=== Written exercise ===
Scale the lines below by writing all of them out again, requests included. Multiply every coordinate in the answers by 0.95 and round each result to a whole number, with halves rounding up.

Raw records:
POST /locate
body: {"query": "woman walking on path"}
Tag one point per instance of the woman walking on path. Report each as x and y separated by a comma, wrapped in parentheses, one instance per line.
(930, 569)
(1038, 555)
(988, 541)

=== Result for this exercise ===
POST /locate
body: {"query": "woman walking on path"}
Tag one point per instance of the woman walking on path. Report each as x and y separated by a comma, wrapped in parentheses, one instance per line.
(884, 541)
(986, 527)
(939, 514)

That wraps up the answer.